* [Supplied passage]:
##############################
Agentic Engineering¶
Category: concept Last updated: 2026-04-03 Status: draft
Summary¶
Agentic engineering is the practice of professional software development using AI coding agents — distinguished from "vibe coding" (building without reading or understanding the code) by its emphasis on quality, verifiability, and professional engineering standards. The term was coined by entities/simon-willison as a more precise alternative to "vibe coding" for engineers who use agents to produce production-ready software they have reviewed and validated. Key patterns include red/green TDD, starting from thin templates, maintaining a hoard of reusable research and tools, and keeping code costs low to prototype aggressively.
Details¶
Vibe Coding vs. Agentic Engineering¶
Vibe coding (Andrej Karpathy's original definition): you don't look at the code at all; you go on vibes — describe what you want, play with the result, keep iterating without reading the implementation. Originally framed for fun and prototyping. Now colloquially applied to all AI-assisted coding, which dilutes the term's utility.
==Agentic engineering: professional use of coding agents to produce production-quality software, with the engineer reviewing output, maintaining tests, managing agent direction, and applying decades of engineering judgment. Using agents well is mentally demanding — not trivially easy.==
The distinction matters because: - Vibe coding is irresponsible beyond personal projects (bugs can harm others; security, scraping, etc.) - Agentic engineering is the right frame for deploying software to real users
Product-oriented vibe coding (Priyanka Vergadia's "Vibe Code Framework"): a middle path — prompting AI as a Product Manager rather than a developer. The AI is treated as the implementer; the human is the Product Owner who makes all decisions. Structured as 5 phases: (1) Discovery — AI asks clarifying questions, separates must-haves from nice-to-haves; (2) Planning — blueprint and technical approach in plain language; (3) Building — staged construction with options presented when problems arise; (4) Polish — edge cases, device compatibility, finished feel; (5) Handoff — deployment and documentation so you aren't locked into one chat session. The golden rule: no prototypes — working product only.

Key Patterns¶
Red/Green TDD¶
The single most important agentic engineering practice: always have the agent run the tests.
- Without test execution, you're back to "copy-paste from ChatGPT and hope it works"
- ==Tell agents to write tests first, run them (watch them fail = "red"), implement the code, run them again (watch them pass = "green")==
- ==The phrase
red/green TDDis programming jargon agents understand — replaces a paragraph of instructions== - Tests accumulate in the repo, giving future agents a safety net against regressions
- Agent-written tests mean even boring/verbose test suites are cheap to maintain; Simon now accepts 100+ tests on small libraries
Starting with a Thin Template¶
Rather than writing long CLAUDE.md instructions, start every project from a thin code skeleton:
- A single passing test (e.g.,
assert 1 + 1 == 2) in the preferred structure - A few lines of boilerplate formatted how you like
- Agents observe this pattern and reproduce it throughout the project
This is more effective than verbose instructions because agents are very good at pattern-matching to existing code style.
##############################
* [Data]:

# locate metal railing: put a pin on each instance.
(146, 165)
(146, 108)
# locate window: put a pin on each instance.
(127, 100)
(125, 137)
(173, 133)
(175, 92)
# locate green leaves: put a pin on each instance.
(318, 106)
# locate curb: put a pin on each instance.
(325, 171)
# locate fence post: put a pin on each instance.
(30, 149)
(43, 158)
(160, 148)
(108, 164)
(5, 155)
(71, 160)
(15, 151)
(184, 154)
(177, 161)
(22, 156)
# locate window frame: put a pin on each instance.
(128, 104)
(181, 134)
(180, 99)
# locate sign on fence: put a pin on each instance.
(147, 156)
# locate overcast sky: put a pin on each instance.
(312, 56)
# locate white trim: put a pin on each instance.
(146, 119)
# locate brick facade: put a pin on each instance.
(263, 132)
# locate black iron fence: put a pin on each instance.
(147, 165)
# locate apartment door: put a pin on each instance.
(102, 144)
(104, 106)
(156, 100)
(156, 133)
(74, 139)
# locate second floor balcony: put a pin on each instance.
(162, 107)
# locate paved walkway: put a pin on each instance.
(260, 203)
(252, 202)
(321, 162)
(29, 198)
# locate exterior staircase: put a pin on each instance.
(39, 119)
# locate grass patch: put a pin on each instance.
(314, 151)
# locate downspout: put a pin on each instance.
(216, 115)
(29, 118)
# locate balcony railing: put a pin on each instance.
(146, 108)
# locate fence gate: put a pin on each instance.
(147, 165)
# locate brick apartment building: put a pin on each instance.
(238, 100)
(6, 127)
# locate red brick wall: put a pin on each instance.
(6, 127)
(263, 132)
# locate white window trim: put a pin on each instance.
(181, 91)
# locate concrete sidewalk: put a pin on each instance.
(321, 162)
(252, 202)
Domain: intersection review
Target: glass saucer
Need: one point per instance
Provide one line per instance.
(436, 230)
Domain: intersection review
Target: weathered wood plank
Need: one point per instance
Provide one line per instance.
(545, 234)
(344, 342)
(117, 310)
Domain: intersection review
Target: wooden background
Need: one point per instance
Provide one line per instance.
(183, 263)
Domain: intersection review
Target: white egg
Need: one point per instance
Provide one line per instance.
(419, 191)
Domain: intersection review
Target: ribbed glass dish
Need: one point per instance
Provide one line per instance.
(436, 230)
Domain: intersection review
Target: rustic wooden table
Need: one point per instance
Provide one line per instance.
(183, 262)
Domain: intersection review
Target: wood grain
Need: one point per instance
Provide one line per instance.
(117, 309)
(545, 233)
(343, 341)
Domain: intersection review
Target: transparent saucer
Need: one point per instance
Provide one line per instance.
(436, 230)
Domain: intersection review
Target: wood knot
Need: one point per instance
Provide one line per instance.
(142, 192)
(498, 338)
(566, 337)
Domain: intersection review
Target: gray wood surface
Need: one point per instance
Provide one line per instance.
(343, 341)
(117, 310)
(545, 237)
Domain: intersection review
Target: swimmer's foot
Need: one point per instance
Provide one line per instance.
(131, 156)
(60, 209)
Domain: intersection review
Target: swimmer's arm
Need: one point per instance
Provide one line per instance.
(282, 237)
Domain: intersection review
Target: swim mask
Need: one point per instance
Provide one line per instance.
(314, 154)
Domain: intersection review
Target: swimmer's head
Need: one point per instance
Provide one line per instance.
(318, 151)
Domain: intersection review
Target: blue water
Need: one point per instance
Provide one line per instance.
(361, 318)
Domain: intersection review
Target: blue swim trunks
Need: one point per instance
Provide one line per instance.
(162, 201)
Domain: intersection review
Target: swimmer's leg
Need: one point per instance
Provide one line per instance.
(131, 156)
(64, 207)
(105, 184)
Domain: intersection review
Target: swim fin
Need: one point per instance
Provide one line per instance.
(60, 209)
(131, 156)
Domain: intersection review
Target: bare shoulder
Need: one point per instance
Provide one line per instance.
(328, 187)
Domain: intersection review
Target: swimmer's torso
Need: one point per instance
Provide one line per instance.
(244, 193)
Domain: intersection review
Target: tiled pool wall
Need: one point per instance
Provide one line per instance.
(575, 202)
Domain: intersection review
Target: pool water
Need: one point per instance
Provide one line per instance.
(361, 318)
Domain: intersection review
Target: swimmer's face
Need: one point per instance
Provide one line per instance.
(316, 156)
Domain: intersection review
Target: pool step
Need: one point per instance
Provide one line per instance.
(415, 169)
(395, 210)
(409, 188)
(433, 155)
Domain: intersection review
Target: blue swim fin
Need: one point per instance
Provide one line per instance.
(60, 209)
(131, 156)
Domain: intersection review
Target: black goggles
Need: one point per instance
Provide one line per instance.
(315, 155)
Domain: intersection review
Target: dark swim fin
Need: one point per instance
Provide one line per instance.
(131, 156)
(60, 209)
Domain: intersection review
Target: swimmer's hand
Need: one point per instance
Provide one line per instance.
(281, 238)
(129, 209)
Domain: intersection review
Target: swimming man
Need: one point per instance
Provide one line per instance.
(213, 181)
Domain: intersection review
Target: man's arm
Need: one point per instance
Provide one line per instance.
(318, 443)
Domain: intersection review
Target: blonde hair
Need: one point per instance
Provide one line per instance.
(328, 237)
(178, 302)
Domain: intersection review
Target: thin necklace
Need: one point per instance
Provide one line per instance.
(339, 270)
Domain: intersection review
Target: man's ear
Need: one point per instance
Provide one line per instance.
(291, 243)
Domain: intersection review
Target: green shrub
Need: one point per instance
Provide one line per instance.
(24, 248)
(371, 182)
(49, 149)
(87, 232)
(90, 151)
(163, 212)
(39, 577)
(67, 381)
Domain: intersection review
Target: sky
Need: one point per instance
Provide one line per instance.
##############################
* [Exercises]:
(1) What are the five phases of Priyanka Vergadia's "Vibe Code Framework," as listed in the agentic engineering page?
(2) According to the agentic engineering page, why is starting from a thin code skeleton more effective than writing long CLAUDE.md instructions? Answer in one to three sentences.
(3) Carry on the agentic engineering page from its final sentence, "This is more effective than verbose instructions because agents are very good at pattern-matching to existing code style."

* [Responses in order]:
(1)
1. Discovery
2. Planning
3. Building
4. Polish
5. Handoff

(2) Agents are very good at pattern-matching to existing code style. They observe the pattern set by the skeleton, such as a single passing test and a few lines of boilerplate, and reproduce it throughout the project.

(3)
Hoarding Techniques and Research¶
Build a personal backlog of solved problems, prototypes, and research outputs — the more you accumulate, the more you can combine to solve new problems.
entities/simon-willison's implementation:
- simonw/tools — 193+ small HTML/JS tools; each captures a thing that is possible to do
- ==simonw/research — 75+ agent-driven research projects in public + ~50 private; each a markdown report where an agent wrote and ran code, not just summarized web content==
Key insight: agent-generated research where code was actually written and run is far more valuable than "deep research" summaries, because it's verified and actionable.
==Usage: tell the agent to git checkout simonw/research and look at relevant examples before solving a new problem in the same domain.==
Code is Cheap — Prototype in 3 Directions¶
Because coding is cheap, the right response is to generate multiple variants before committing to a direction:
- ==Prototype any feature 3 ways; the low cost of generation means you can compare before committing==
- This was Simon's longtime superpower (fast prototyping), now democratized — anyone can do it
- ==The new scarce resource is knowing when to prototype and how to evaluate the result==
Managing Agents¶
- Run agents in "YOLO" /
dangerously-skip-permissionsmode to avoid constant approval interruptions — lets you run 4 in parallel and check in periodically rather than babysitting - Claude Code for web (Anthropic-hosted) is safer for YOLO mode: the worst case is wasting Anthropic's compute, not deleting your laptop
- Review agent output via GitHub PRs the same way you'd review another engineer's code
- Use your phone for prompting; review on desktop later if needed
Who Benefits Most¶
Amplification is strongest for experienced engineers who can: - Write one-sentence prompts that precisely scope a problem - Recognize immediately when an agent is going in the wrong direction - Evaluate output quality without reading every line - Know what isn't possible yet for current models
Mid-career engineers are at highest risk — not enough experience to effectively direct agents, but past the onboarding-speed boost that helps beginners.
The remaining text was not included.